Exercise instructions:
Rewrite the listing from its start through the line containing "0,0,626,176", replacing "ObjectDetector" with "RegionFinder" and leaving everything else unchanged. Leave the pictures out of your answer.

----- Extracted material

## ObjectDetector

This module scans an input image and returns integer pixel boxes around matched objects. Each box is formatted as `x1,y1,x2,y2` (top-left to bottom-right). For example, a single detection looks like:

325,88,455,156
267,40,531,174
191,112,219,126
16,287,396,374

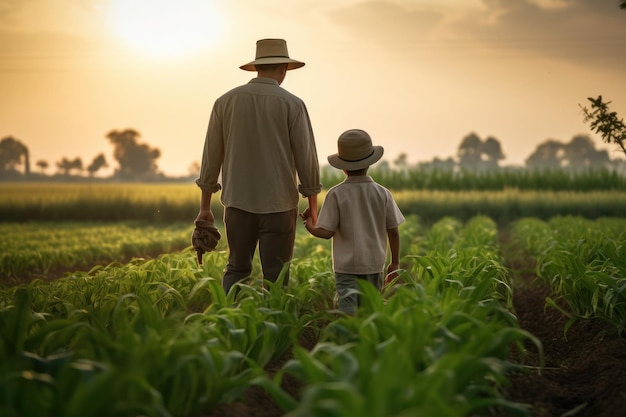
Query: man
196,39,322,293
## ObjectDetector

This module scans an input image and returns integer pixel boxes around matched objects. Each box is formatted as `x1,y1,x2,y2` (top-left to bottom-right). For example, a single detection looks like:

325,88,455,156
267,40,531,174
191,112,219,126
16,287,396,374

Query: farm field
0,211,626,417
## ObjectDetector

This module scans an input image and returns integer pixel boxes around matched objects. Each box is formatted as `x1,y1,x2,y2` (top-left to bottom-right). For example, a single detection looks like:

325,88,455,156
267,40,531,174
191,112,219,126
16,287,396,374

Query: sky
0,0,626,176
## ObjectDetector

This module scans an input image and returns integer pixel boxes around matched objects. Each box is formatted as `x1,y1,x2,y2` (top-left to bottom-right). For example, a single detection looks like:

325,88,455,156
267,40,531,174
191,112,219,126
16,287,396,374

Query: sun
111,0,223,56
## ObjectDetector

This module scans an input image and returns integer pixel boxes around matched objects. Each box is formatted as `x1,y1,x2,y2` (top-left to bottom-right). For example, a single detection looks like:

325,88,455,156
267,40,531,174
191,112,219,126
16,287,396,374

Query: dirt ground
203,239,626,417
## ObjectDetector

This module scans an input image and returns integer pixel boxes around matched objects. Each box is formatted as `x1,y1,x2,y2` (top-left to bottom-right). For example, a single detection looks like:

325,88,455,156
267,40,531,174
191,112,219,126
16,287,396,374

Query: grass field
0,184,626,417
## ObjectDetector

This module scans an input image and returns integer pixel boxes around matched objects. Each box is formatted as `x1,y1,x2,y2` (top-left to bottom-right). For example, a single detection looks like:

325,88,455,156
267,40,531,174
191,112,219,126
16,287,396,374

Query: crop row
0,216,540,417
0,222,193,284
514,217,626,333
0,182,626,225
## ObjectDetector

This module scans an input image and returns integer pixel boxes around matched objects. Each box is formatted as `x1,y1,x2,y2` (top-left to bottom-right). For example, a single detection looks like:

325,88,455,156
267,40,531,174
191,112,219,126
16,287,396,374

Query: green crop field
0,184,626,417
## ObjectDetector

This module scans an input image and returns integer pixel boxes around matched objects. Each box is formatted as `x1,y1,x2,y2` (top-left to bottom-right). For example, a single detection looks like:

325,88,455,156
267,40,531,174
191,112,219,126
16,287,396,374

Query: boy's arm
387,227,400,280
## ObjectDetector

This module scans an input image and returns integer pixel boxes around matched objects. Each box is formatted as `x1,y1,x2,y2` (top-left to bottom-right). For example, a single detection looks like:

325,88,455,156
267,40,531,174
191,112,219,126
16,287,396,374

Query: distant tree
563,135,610,168
526,135,611,169
35,159,48,174
526,139,565,169
457,133,505,169
457,133,483,168
87,154,109,177
417,157,456,172
106,129,161,179
481,137,505,168
57,158,83,175
393,152,408,171
581,95,626,154
0,136,30,175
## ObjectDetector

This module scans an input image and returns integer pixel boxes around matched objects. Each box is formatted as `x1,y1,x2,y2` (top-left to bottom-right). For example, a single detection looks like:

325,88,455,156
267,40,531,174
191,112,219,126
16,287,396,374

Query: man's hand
196,209,215,224
385,263,400,284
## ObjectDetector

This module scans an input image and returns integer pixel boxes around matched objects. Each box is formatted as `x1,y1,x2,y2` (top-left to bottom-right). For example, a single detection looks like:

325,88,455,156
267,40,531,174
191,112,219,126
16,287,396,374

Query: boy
300,129,405,315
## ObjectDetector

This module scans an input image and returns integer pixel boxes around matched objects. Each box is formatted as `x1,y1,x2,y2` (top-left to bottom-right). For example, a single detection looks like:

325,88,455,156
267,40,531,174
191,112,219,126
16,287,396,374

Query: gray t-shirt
317,175,405,274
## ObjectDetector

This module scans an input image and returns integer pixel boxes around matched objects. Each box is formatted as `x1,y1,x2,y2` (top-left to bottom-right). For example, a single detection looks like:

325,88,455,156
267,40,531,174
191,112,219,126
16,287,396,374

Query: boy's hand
385,263,400,284
300,207,311,221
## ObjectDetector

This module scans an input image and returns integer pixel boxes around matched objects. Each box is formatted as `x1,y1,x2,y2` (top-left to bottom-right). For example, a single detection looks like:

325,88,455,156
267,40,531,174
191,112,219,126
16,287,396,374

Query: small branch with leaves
580,95,626,154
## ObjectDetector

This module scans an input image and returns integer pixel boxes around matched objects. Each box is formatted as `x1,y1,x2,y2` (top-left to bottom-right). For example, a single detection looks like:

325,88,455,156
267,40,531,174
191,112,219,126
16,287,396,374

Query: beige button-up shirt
196,78,322,214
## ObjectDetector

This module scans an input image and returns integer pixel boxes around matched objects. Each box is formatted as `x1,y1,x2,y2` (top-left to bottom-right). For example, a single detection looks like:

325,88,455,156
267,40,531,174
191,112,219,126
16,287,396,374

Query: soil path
203,234,626,417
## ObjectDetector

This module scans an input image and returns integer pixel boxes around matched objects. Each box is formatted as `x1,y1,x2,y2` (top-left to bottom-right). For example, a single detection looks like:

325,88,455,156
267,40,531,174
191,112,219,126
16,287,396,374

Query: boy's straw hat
239,39,304,71
328,129,384,171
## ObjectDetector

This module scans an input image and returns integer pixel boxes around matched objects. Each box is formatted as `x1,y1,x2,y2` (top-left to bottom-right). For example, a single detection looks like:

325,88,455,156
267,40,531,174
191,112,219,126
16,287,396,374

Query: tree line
0,129,165,181
0,127,626,181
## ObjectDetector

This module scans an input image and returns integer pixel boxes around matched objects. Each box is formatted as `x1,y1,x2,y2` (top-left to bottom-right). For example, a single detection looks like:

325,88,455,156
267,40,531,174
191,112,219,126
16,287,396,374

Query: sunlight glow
111,0,223,56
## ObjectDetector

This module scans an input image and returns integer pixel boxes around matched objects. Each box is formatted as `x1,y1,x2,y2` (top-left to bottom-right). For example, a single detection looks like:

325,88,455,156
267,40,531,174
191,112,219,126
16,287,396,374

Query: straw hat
328,129,384,171
239,39,304,71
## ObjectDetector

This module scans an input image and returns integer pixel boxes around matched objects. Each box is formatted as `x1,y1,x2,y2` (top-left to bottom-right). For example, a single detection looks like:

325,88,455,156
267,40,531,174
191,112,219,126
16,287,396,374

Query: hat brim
239,56,304,71
327,146,385,171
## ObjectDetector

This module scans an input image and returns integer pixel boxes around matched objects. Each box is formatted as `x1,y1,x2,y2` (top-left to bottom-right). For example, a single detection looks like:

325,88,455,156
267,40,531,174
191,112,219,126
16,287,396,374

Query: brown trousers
222,207,298,294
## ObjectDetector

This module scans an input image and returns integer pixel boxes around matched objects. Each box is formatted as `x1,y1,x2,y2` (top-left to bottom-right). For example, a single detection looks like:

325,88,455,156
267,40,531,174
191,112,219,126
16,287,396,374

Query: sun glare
111,0,222,56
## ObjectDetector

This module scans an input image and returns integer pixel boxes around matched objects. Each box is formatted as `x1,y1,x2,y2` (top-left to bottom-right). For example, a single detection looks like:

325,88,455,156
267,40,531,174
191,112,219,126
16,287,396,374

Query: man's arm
387,227,400,281
196,191,215,223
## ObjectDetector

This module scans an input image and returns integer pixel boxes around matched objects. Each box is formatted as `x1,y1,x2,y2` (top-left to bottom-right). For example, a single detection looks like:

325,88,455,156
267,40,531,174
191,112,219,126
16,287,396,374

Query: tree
563,135,610,169
106,129,161,179
57,158,83,175
0,136,30,175
35,159,48,174
457,133,505,170
581,95,626,154
87,154,109,177
457,133,482,168
393,152,408,171
481,136,505,168
526,139,565,169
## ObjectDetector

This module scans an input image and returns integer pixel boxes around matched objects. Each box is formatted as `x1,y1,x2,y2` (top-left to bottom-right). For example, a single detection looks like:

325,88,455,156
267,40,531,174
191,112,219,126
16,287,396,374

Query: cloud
449,0,626,66
320,0,626,68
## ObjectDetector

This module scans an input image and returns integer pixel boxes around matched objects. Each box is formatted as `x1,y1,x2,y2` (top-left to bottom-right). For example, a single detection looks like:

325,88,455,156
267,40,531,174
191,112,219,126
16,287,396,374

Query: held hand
385,263,400,284
196,209,215,224
300,207,311,220
307,195,317,226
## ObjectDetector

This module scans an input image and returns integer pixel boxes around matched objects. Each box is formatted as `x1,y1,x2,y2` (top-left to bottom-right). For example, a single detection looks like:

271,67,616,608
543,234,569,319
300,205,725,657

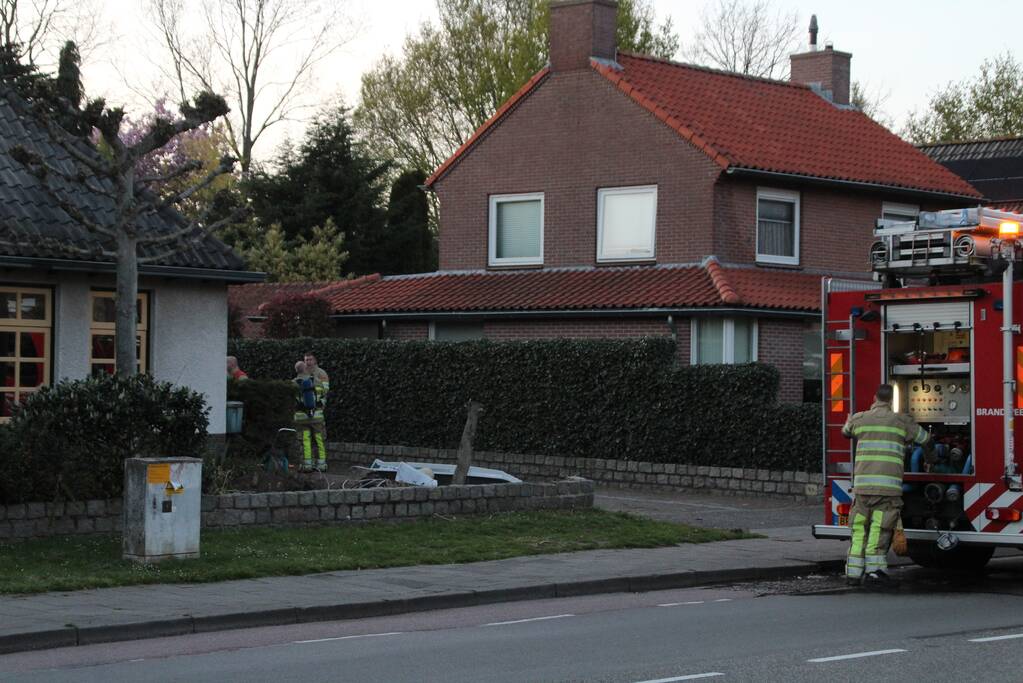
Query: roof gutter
724,166,982,203
329,306,820,321
0,256,266,282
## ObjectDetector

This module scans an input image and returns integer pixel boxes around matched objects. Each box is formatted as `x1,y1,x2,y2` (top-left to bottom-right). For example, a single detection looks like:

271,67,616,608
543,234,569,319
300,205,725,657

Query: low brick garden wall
0,479,593,541
327,443,824,502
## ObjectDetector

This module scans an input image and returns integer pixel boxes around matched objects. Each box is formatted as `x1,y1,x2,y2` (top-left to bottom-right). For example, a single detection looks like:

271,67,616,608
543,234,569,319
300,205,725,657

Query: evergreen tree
292,218,348,282
244,100,391,274
902,52,1023,144
376,171,437,274
246,218,348,282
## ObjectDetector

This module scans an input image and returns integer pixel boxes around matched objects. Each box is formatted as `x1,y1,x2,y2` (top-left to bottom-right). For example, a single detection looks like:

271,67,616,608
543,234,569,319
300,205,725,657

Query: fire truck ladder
820,277,877,476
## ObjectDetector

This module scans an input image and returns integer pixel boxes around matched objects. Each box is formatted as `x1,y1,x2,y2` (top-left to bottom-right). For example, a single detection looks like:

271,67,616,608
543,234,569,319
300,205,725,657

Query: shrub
230,338,819,468
0,375,209,502
261,294,333,339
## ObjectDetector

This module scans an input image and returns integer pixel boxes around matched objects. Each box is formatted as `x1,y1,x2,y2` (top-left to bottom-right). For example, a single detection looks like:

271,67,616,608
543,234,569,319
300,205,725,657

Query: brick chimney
790,14,852,104
549,0,618,73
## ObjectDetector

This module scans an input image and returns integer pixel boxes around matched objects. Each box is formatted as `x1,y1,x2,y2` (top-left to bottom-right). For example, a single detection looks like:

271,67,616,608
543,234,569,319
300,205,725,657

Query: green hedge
229,338,819,469
227,379,296,461
0,375,209,503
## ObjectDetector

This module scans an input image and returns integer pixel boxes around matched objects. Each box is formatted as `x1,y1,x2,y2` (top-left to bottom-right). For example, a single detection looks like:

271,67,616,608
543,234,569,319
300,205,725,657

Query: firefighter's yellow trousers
295,419,326,469
845,496,902,579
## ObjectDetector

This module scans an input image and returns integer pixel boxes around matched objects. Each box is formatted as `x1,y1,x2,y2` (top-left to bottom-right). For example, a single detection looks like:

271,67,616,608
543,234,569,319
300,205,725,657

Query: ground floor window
803,322,825,403
0,285,53,422
430,320,483,342
692,318,757,364
89,290,149,374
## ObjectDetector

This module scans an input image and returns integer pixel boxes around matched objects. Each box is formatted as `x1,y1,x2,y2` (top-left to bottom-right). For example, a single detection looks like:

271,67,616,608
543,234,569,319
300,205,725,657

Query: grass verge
0,510,751,594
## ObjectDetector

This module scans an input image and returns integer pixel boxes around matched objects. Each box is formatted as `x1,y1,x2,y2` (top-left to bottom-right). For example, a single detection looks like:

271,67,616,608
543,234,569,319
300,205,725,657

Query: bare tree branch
139,209,249,255
148,0,348,175
139,156,237,219
135,158,203,185
0,0,104,66
685,0,799,79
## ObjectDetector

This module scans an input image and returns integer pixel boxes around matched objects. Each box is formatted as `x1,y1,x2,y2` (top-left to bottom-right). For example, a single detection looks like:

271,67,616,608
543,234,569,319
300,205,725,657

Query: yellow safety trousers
845,496,902,579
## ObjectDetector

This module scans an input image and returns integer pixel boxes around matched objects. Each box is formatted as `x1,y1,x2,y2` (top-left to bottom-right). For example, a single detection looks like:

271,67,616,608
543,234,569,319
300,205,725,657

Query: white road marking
807,649,905,663
970,633,1023,643
638,671,724,683
292,631,402,645
484,614,575,626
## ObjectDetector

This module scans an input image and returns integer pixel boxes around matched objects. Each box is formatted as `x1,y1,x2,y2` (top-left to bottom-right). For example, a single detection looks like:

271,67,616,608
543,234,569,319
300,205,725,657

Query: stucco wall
0,269,227,434
148,279,227,434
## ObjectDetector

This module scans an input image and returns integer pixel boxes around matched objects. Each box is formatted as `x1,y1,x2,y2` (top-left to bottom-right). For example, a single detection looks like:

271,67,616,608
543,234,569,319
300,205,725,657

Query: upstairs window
596,185,657,261
757,188,799,266
691,318,757,365
881,201,920,223
489,192,543,266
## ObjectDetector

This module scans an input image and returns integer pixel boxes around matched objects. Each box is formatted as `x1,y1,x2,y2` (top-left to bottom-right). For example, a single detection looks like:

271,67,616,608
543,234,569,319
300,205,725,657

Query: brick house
230,0,980,401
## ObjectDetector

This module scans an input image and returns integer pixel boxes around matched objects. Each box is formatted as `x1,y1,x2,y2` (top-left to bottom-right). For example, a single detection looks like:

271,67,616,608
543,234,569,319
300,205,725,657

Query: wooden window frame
89,289,152,375
0,284,53,423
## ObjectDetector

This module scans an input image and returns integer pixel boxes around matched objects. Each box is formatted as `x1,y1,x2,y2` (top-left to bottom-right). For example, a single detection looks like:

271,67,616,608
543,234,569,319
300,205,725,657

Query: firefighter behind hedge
842,384,929,585
295,354,329,472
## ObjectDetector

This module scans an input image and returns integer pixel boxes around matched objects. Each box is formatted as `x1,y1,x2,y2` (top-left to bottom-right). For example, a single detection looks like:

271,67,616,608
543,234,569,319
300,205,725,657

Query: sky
77,0,1023,162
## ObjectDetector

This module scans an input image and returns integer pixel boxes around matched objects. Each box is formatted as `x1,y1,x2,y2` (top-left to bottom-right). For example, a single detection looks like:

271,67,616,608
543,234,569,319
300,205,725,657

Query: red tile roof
427,53,980,197
313,260,820,315
227,275,381,337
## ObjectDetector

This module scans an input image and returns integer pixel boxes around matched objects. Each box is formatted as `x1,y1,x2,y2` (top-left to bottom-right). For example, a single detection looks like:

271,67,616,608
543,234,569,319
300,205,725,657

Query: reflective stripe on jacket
842,401,929,496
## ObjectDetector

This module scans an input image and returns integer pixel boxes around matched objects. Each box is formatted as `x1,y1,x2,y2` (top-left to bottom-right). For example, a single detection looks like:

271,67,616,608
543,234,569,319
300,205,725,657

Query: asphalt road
6,559,1023,683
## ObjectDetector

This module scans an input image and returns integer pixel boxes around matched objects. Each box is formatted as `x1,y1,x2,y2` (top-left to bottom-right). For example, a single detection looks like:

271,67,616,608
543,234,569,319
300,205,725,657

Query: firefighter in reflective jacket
295,361,326,472
842,384,929,584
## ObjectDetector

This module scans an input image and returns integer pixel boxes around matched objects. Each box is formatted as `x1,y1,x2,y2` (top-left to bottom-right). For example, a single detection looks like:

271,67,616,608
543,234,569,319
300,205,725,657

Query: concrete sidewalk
0,526,845,653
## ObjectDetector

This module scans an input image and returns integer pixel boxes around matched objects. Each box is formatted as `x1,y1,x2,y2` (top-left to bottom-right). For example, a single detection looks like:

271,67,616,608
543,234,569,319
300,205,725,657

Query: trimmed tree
0,41,238,375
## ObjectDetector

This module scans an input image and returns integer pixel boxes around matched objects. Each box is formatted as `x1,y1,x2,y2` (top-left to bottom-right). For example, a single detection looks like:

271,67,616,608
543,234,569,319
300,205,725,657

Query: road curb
0,560,842,654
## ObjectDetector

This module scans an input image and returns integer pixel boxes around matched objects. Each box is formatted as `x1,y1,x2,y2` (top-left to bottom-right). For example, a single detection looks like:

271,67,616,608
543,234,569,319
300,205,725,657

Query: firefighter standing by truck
842,384,930,585
295,354,330,472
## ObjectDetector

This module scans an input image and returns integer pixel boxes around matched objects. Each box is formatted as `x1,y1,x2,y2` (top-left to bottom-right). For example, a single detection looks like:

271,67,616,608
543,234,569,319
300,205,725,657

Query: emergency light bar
863,287,987,304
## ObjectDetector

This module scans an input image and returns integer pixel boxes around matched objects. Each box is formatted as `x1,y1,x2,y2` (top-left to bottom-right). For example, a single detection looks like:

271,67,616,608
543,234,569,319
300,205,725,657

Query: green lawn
0,510,750,593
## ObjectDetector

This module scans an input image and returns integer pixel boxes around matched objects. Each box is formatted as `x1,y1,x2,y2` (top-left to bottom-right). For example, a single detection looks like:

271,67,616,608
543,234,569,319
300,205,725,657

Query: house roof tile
0,84,257,279
427,53,980,198
230,259,820,316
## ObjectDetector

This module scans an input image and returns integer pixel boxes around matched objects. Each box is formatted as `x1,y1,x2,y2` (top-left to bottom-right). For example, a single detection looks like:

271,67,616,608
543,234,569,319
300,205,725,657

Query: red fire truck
813,208,1023,570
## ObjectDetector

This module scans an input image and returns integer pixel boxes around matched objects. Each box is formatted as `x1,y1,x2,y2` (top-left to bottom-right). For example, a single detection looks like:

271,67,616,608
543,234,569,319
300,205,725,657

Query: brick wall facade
435,70,720,270
757,318,809,403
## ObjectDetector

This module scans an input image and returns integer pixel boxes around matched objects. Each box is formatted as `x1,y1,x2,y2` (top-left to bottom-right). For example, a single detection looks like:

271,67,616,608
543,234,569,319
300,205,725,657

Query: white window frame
427,320,487,342
690,318,760,365
754,187,800,266
881,201,920,219
487,192,544,266
596,185,657,263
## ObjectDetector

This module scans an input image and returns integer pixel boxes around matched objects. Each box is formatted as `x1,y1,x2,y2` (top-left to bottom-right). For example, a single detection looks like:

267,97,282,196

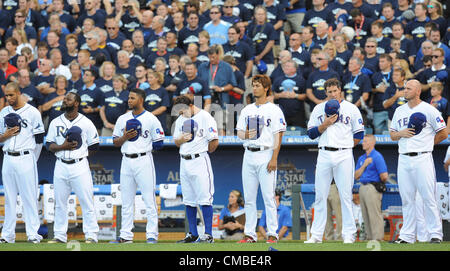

----------

Result of the exercise:
## RegionFinder

This module scans an input image and returns integer pixel boxes around matched objects. Each box is formatted as `x1,y1,x2,y2` (top-left to bottom-right). For example, a single detection looks like:

325,88,455,156
267,40,531,174
191,112,219,126
16,287,396,374

Query: man
196,39,322,293
## RegionFinder

This module scans an input image and returns integer pixel boxes around matched objects. Each box is formatted as `x1,y1,x2,y2` (top-left to bottom-right). For example, a single detection looks like:

325,88,455,156
267,40,531,174
191,112,219,126
16,287,396,374

Query: farm field
0,211,626,417
## RegionFinder

This module scans an input image and returns integer pixel boxes around matched objects. Each box is formatted as `x1,y1,x2,y2` (top-left to bottom-right). For example, a single detection looks like:

325,88,455,156
267,40,531,174
191,112,219,126
16,287,396,374

Query: sky
0,0,626,176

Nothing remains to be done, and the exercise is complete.